» Requirement:
Since pictures are not wanted in the copy, output only the rest of each record exactly.

─── Information supplied ───

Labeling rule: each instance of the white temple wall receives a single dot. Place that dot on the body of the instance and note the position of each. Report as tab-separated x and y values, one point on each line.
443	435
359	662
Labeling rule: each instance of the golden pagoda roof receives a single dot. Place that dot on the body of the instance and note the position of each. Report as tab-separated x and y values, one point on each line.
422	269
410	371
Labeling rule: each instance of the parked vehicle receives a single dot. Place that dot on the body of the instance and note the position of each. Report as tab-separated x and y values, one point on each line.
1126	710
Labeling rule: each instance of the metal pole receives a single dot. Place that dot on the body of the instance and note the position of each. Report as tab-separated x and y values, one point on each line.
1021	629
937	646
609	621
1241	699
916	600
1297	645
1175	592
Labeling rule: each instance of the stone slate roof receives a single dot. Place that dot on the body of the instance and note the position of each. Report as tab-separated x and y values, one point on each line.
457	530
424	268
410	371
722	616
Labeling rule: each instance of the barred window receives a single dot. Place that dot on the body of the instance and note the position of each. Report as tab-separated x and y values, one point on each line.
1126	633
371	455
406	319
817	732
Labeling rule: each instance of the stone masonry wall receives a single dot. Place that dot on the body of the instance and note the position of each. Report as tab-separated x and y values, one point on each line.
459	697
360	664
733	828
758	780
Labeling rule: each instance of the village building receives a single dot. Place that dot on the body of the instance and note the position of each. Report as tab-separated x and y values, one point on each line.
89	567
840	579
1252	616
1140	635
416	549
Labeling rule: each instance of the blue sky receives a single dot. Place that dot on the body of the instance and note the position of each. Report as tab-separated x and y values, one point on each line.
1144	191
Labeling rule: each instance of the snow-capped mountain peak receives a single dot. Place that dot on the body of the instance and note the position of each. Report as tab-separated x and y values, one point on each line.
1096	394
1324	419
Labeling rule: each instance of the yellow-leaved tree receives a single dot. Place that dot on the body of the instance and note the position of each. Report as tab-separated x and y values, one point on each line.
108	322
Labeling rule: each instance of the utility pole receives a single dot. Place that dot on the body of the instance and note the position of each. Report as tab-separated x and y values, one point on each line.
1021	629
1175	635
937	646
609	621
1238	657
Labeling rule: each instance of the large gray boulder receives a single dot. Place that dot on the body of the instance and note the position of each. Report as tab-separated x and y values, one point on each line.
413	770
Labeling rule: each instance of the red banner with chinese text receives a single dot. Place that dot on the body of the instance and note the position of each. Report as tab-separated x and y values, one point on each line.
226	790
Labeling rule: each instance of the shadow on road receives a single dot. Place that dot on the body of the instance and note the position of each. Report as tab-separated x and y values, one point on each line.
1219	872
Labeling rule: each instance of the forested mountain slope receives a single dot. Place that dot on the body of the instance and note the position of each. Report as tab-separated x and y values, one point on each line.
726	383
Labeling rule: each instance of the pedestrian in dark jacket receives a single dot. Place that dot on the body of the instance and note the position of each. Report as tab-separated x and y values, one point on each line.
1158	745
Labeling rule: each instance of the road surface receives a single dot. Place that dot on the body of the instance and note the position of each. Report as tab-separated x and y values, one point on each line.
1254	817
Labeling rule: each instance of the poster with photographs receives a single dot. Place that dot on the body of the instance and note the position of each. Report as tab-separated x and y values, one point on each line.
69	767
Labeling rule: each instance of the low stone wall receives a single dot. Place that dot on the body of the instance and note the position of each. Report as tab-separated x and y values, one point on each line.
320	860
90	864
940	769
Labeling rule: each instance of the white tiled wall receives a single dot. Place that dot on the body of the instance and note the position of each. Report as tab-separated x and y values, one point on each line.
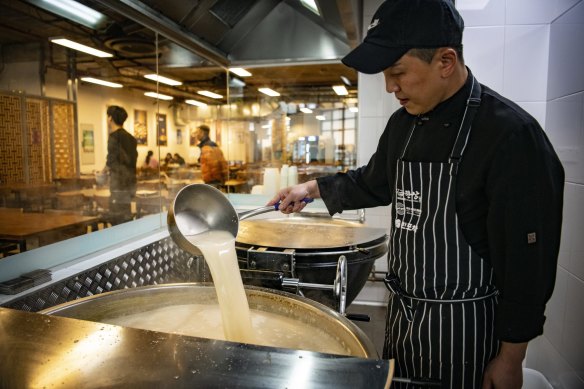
532	52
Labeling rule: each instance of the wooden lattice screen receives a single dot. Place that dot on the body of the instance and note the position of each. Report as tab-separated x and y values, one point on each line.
11	141
31	150
64	138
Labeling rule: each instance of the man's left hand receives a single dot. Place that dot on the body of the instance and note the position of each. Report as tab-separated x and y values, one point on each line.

───

» Reply:
Labeling rule: each instance of the white temple wall receives a single dot. Place that dot on the body of the instance and note the position of each. Report as tab-separated x and y values, one point on each line.
443	435
359	662
Labeling rule: each instance of the golden pagoda roof receives a single dot. Place that dot on the body of the instance and note the position of each. Report as tab-separated x and y values, one point on each line.
422	269
410	371
Labeling rule: each instance of the parked vehicle receives a single dot. Place that dot on the body of the instance and note the position of each. Report as tab-separated x and y values, one point on each line.
1126	710
Labeling rule: each instance of the metal pole receives a single dot. Place that dot on the body of the instance and note the position of each. Report as tab-separated x and y values, one point on each line.
1021	629
937	646
609	621
1241	699
916	600
1297	645
1175	592
Labeling rule: each instance of the stone slate roof receives a single dot. Place that dot on the body of the instance and note the position of each. Report as tab-separated x and y values, one point on each line.
457	530
424	268
410	371
722	616
Labeling rule: each instance of the barred window receives a single dot. Place that dot on the body of the instance and note the position of each. Report as tab-separated x and y values, one point on each line.
1126	633
371	455
406	319
817	732
Labeling rule: each instance of the stone masonry wall receives a single dot. Place that dot on the body of the instance and note the position of each. Report as tab-separated x and y values, one point on each line.
459	697
360	664
733	828
758	780
Labeling rule: each instance of the village building receives a single dot. Place that dot on the body of the instance and note the position of each. Report as tab-separated x and y values, one point on each line.
89	567
840	579
1252	616
1140	635
416	549
Labeling rule: each instance of the blue sky receives a single dot. Place that dot on the body of the instance and note the position of each. Report as tab-separated x and y values, one point on each line.
1144	191
Labeling rule: each instance of the snow-capped mountain peak receives a single dot. Place that dot on the body of the instance and note the position of each. Report as tab-separated x and y values, one point on each line.
1096	394
1324	419
Labeling rule: each instance of the yellow-leaved tree receives a single dot. Place that dot on the body of the instance and note the position of each. Report as tab-separated x and y values, one point on each line.
108	322
Labeling rule: each instance of the utility pole receives a single dot. Place that dot on the body of the instance and note the position of each. Report as tab-separated x and y values, one point on each line.
1021	629
1175	635
937	646
609	621
1238	657
Labeling rule: each instance of the large gray boulder receives a single dot. Place that dot on the body of the instance and note the position of each. Report as tab-separated x and y values, one point on each line.
413	770
Labeling rule: each instance of the red banner with chinese text receives a single dot. Place that dot on the body of the instance and note the position of each. Report as tab-separated x and y values, one point on each line.
226	790
Labeling rule: each instance of the shadow on road receives a single dot. Place that dot on the body of the instance and note the position of each. Report as tab-separated x and y values, one point on each line.
1219	872
Labeling rule: each instance of the forested mountain slope receives a single dot. Place that dot on the body of the instance and note the position of each. Report as tab-separated x and y values, one point on each line.
726	383
Labeling rule: each instance of the pedestrian in dark jacket receives a single dot. Place that dot on the body of the instance and note the position of each. Report as tab-separated x and y values, one point on each line.
1158	745
Labeling rule: each instance of the road surface receives a single dot. Place that dot on the body of the instance and note the position of each. Report as tab-separated x and y values, one point on each line.
1254	817
Labeling rule: each instance of the poster with photographs receives a single dot. Place that dot on the body of the instance and note the position of each. Report as tab-separated x and y values, one point on each line.
69	767
Labeling rule: each instance of the low stone wall receives a single dot. Place that dot on the body of the instance and note the position of each. Report as tab-separated x and y values, one point on each line.
320	860
90	864
940	769
Labeling rule: each instance of the white tiled wall receives a single dot. Place that dot on the body of the instance and note the position of each. Report as tab-separated x and y values, one point on each line.
532	52
Labeling rule: each instance of the wooden lattice screen receives a single dot. Place that dot on the body of the instance and note the position of each. Report as tab-separated x and y values, one point on each line.
11	141
31	150
64	138
Labeling rule: each instance of the man's left hand receives a single dot. Place that dot on the body of the instance and note the position of each. Report as tab-separated x and y values, one point on each line.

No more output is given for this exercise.